THE INPUT:
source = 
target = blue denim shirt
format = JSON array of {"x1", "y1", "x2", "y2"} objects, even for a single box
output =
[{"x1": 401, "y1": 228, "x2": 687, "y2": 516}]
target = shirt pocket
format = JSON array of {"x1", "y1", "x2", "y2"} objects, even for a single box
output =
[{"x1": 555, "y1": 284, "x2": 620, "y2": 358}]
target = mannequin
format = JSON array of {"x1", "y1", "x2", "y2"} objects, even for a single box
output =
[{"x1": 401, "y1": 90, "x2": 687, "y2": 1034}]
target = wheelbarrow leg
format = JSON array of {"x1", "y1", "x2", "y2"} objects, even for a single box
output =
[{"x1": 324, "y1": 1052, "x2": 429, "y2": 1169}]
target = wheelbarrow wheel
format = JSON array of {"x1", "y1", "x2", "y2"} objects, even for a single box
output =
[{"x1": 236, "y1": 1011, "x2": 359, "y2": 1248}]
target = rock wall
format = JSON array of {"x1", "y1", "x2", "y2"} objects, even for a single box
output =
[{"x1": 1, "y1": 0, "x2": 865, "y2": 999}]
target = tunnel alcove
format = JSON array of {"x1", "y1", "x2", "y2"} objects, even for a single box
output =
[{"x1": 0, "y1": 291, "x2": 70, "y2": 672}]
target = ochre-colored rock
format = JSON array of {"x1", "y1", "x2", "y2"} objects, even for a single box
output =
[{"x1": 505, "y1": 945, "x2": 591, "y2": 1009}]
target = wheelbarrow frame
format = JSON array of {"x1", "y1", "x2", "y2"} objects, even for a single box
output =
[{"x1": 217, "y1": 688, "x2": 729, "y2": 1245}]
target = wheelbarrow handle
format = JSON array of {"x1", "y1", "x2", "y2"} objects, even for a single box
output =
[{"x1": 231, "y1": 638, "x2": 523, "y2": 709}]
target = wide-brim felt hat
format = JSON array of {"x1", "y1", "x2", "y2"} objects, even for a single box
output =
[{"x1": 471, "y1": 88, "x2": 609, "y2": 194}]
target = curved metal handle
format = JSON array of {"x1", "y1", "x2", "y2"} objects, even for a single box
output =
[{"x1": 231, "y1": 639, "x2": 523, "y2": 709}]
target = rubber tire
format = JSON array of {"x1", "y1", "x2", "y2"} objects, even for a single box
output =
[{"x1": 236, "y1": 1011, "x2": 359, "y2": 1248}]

EXERCISE DIRECTIONS: Return each line above where the word "wheelbarrow" shows up.

EXPECTED ANSWER:
target = wheelbarrow leg
target = wheelbarrow wheel
target = wheelbarrow frame
target = wheelbarrow handle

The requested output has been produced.